- [What is being asked] In the comparison of Apache and Nginx, since what year has the Apache Software Foundation maintained Apache?

- [Reading passage]
Apache vs. Nginx A Definitive Comparison

Apache and Nginx are the two most powerful and prevalent web servers out there. According to W3Techs, these two web servers collectively power over 65% of websites on the internet. Both solutions are open-source, stable, and capable of running large-scale applications. However, there are some unique characteristics of each that may make you choose one over the other.

In the following article, we’ll share a detailed comparison of Apache and Nginx. We’ll look at their contrasting architectures, and see how they fare against each other in different departments, such as speed, ease of use, scalability, security, and caching.

What is Apache web server?

Web servers store web content and return it on receiving HTTP requests. Apache is one of the oldest web server technologies. It is process-driven, meaning that it creates a new process for each new request.

Apache was launched in 1995 and remains relevant to this day. It has been maintained by the Apache Software Foundation since 1999. It’s easy to install, configure, and extend. It can run on multiple platforms and operating systems, integrates well with other software, and is supported by a large developer community.

Apache played a pivotal role in the growth of the World Wide Web, and for decades, it stayed the undisputed platform of choice. One of the main reasons for its popularity is its dynamically loadable module system, which makes it easy to customize and extend the server.

What is Nginx?

Nginx is an open-source web server, like Apache (although there is also a paid version, known as Nginx Plus). The notable difference is that Nginx is event-driven rather than process-driven. This means that, with Nginx, performance does not slow down as events increase.

Spatial annotation records
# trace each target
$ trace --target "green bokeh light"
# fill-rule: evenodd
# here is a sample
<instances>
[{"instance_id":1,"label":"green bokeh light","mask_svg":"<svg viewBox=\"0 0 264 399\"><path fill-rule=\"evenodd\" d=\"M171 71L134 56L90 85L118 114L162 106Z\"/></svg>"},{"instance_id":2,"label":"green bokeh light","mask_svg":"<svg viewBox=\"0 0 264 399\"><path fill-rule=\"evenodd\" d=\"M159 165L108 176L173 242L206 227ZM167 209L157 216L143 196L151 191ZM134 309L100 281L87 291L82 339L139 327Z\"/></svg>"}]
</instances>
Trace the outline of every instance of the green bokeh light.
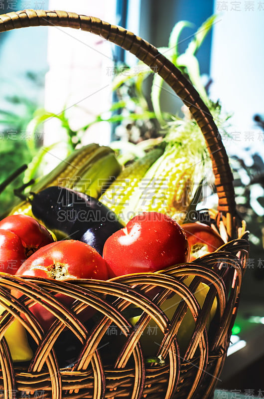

- [Task answer] Since 1999.